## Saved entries

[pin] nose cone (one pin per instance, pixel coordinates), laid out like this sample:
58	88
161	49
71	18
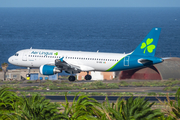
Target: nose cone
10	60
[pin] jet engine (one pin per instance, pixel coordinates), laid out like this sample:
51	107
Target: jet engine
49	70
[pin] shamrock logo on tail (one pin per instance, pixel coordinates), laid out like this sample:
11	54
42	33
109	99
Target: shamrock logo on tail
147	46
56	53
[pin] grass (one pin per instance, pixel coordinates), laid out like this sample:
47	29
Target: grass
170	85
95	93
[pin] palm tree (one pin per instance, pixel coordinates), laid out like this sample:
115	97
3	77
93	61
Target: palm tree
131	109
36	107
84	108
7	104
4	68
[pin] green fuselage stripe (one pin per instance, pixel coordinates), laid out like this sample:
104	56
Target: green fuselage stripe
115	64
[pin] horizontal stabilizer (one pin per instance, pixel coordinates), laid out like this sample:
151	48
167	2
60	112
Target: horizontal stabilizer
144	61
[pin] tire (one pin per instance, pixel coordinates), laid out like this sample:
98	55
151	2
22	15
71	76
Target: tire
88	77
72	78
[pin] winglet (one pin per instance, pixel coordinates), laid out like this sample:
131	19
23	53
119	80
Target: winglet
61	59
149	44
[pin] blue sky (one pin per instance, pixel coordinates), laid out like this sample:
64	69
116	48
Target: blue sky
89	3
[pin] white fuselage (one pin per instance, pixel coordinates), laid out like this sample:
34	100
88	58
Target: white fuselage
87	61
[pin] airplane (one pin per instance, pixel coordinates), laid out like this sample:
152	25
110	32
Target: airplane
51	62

--

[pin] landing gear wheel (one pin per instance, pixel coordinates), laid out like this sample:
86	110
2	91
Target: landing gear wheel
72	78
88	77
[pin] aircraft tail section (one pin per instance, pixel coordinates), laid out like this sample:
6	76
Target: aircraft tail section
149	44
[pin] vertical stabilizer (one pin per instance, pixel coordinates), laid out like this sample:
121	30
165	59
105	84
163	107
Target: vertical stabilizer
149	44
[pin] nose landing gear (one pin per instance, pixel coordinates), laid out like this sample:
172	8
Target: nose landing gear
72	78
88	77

...

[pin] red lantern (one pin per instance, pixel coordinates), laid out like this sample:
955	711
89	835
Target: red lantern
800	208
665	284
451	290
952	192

## Work order
Quote the data above exactly from the line with "[pin] nose cone" to the line with "[pin] shamrock logo", both ends counted, and nothing else. Pictures don't go in.

## Exercise result
[pin] nose cone (one pin per instance, pixel coordinates), laid out like this sample:
58	88
161	49
71	18
Target: nose cone
10	60
[pin] jet engine (one pin per instance, pixel coordinates), laid out like this sample:
51	107
Target: jet engine
49	70
[pin] shamrock logo on tail (one pin per instance, pixel coordinates), laid out like this sample:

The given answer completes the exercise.